[Work to be completed] Exact reproduction is required for all entries.

>>

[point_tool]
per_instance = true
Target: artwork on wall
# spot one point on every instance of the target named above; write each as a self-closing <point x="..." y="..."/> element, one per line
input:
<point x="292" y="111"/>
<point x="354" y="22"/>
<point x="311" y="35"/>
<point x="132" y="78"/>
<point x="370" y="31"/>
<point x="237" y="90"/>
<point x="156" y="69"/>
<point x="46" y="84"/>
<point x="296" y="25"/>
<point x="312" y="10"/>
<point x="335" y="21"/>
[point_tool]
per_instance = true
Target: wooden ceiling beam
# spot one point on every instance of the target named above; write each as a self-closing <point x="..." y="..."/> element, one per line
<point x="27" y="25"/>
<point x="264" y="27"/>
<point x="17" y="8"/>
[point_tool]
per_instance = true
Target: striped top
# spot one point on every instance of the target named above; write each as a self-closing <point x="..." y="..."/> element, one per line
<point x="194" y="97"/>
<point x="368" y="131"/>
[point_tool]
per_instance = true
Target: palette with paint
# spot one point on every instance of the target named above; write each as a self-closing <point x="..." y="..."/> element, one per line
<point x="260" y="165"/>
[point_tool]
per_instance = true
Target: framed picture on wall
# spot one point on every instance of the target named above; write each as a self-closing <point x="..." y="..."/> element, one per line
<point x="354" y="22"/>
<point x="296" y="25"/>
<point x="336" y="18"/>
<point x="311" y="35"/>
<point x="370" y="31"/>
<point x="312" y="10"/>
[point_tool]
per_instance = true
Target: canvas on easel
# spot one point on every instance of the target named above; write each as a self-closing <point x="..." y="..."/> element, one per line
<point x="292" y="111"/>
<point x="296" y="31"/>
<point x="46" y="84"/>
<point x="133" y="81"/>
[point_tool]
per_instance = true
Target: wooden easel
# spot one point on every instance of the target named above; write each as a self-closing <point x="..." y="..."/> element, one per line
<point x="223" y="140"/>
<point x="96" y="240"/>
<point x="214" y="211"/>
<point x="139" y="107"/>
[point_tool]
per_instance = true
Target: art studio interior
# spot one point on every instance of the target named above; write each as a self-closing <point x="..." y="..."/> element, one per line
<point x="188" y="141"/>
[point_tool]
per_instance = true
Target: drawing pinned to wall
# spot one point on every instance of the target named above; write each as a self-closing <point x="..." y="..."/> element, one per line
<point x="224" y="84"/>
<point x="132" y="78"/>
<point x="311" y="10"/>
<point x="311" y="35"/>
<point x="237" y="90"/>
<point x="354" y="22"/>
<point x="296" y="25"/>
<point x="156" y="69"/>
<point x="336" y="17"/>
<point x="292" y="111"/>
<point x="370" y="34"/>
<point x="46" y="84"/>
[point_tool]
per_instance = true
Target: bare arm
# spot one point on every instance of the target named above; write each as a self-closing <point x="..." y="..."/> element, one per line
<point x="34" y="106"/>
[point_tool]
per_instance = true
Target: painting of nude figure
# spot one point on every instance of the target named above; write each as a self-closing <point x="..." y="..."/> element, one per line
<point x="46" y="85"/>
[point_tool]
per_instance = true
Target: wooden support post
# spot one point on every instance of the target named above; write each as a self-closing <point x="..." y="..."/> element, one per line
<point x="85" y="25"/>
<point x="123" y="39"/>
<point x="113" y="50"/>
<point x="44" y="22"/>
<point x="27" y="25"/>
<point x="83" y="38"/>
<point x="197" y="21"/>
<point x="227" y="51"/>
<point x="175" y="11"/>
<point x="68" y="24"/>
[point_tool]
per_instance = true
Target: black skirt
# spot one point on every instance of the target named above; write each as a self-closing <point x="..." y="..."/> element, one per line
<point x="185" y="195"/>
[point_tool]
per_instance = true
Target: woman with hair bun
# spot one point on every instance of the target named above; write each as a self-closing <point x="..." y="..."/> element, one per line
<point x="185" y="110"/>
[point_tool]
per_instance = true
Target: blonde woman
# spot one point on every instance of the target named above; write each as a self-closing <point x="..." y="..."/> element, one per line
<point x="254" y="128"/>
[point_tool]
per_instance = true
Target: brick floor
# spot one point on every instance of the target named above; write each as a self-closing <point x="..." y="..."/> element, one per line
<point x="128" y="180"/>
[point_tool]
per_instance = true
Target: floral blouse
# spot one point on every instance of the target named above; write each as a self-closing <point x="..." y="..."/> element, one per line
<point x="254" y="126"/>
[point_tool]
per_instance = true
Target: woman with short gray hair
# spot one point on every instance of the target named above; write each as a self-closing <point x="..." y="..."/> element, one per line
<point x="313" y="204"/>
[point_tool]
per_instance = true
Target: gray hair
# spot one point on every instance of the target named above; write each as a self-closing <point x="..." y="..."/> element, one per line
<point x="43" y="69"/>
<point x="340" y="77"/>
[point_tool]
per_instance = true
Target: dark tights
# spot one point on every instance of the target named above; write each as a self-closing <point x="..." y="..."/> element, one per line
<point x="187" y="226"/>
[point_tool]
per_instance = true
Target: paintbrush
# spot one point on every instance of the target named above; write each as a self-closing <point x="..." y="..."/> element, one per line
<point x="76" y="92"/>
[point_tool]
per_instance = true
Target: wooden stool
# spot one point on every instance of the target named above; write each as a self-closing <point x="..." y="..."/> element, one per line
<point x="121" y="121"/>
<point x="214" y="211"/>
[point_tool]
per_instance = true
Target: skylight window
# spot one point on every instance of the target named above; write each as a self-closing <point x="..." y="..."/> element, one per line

<<

[Output of the exercise]
[point_tool]
per_instance = true
Target: artwork on wall
# spot one point on every instance of the target named above; write each as a self-closing <point x="..." y="..."/> element, one per line
input:
<point x="292" y="111"/>
<point x="354" y="22"/>
<point x="311" y="35"/>
<point x="132" y="78"/>
<point x="370" y="31"/>
<point x="237" y="90"/>
<point x="156" y="69"/>
<point x="46" y="84"/>
<point x="296" y="25"/>
<point x="312" y="10"/>
<point x="335" y="21"/>
[point_tool]
per_instance = true
Target: wooden ceiling beam
# spot one point on every instance of the target named above; write each as a self-closing <point x="..." y="..."/> element, one per line
<point x="27" y="25"/>
<point x="264" y="27"/>
<point x="17" y="8"/>
[point_tool]
per_instance = true
Target: striped top
# spot one point on every instance of the target named above; write each as a self-closing <point x="..." y="..."/> element, one per line
<point x="194" y="97"/>
<point x="368" y="131"/>
[point_tool]
per_instance = true
Target: palette with paint
# spot one point on every instance of the target named above; write each as a self-closing <point x="..." y="..."/> element, one per line
<point x="260" y="165"/>
[point_tool]
per_instance = true
Target: framed picture on wall
# spot one point on every instance of the target named above; write each as a self-closing <point x="..." y="..."/> element, one per line
<point x="354" y="22"/>
<point x="296" y="25"/>
<point x="336" y="18"/>
<point x="311" y="35"/>
<point x="370" y="31"/>
<point x="312" y="10"/>
[point_tool]
per_instance = true
Target: canvas on easel
# spot one point on every instance of the target named above; write each as a self-closing <point x="..." y="..."/> element, one per line
<point x="292" y="111"/>
<point x="296" y="31"/>
<point x="46" y="84"/>
<point x="133" y="81"/>
[point_tool]
per_instance = true
Target: wooden easel
# spot one point on every instance of the target named above; write each as a self-closing <point x="..." y="..."/> element, one per line
<point x="223" y="140"/>
<point x="96" y="240"/>
<point x="214" y="211"/>
<point x="139" y="107"/>
[point_tool]
per_instance = true
Target: art studio interior
# spot one point on every instance of the target named above; write each as a self-closing <point x="..." y="..."/> element, one per line
<point x="188" y="141"/>
[point_tool]
per_instance = true
Target: drawing pinned to wall
# spot one point on every instance of the target named above; write each as a self-closing <point x="..." y="..."/> element, one per line
<point x="224" y="84"/>
<point x="132" y="78"/>
<point x="311" y="10"/>
<point x="311" y="35"/>
<point x="237" y="90"/>
<point x="354" y="22"/>
<point x="296" y="25"/>
<point x="156" y="69"/>
<point x="336" y="17"/>
<point x="292" y="111"/>
<point x="370" y="34"/>
<point x="46" y="84"/>
[point_tool]
per_instance = true
Target: bare arm
# spot one point on every instance of the target named above; write each as a self-closing <point x="..." y="..."/> element, one per line
<point x="34" y="106"/>
[point_tool]
per_instance = true
Target: painting of nude figure
# spot one point on every instance of the target named above; write each as a self-closing <point x="..." y="..."/> element, one per line
<point x="46" y="85"/>
[point_tool]
per_instance = true
Target: wooden support post
# spot one point on every instance of the target named above; write each as a self-closing <point x="..." y="..."/> element, one per line
<point x="85" y="25"/>
<point x="123" y="39"/>
<point x="113" y="50"/>
<point x="44" y="22"/>
<point x="27" y="25"/>
<point x="83" y="38"/>
<point x="197" y="21"/>
<point x="227" y="51"/>
<point x="175" y="11"/>
<point x="68" y="24"/>
[point_tool]
per_instance = true
Target: black skirt
# spot one point on every instance of the target named above; write each as a self-closing <point x="..." y="..."/> element, one per line
<point x="185" y="195"/>
[point_tool]
per_instance = true
Target: woman with hair bun
# spot one point on every instance of the target named above; write each as a self-closing <point x="..." y="..."/> element, one per line
<point x="185" y="110"/>
[point_tool]
per_instance = true
Target: blonde woman
# spot one point on every instance of the target named above; write each as a self-closing <point x="..." y="..."/> element, one per line
<point x="254" y="128"/>
[point_tool]
per_instance = true
Target: brick floor
# spot one point on every instance of the target named above; write each as a self-closing <point x="..." y="..."/> element, one per line
<point x="128" y="180"/>
[point_tool]
per_instance = true
Target: floral blouse
# spot one point on every instance of the target named above; write each as a self-closing <point x="..." y="..."/> element, one per line
<point x="254" y="126"/>
[point_tool]
per_instance = true
Target: woman with short gray hair
# spot one point on every instance of the target named above; write each as a self-closing <point x="..." y="..."/> element, one per line
<point x="313" y="204"/>
[point_tool]
per_instance = true
Target: gray hair
# spot one point on every instance of the target named above; write each as a self-closing <point x="..." y="..."/> element, one per line
<point x="43" y="69"/>
<point x="340" y="77"/>
[point_tool]
per_instance = true
Target: dark tights
# spot one point on every instance of the target named above; write each as a self-closing <point x="..." y="..."/> element, one per line
<point x="187" y="226"/>
[point_tool]
per_instance = true
Target: paintbrush
# spot one point on every instance of the target named above; write each as a self-closing <point x="..." y="..."/> element, one per line
<point x="76" y="92"/>
[point_tool]
per_instance = true
Target: wooden stool
# spot one point on every instance of the target named above; write each as a self-closing <point x="..." y="..."/> element, one per line
<point x="121" y="121"/>
<point x="214" y="211"/>
[point_tool]
per_instance = true
Target: skylight window
# spot one point on every instance of the target named above; write each as a self-closing <point x="..." y="..."/> element, one per line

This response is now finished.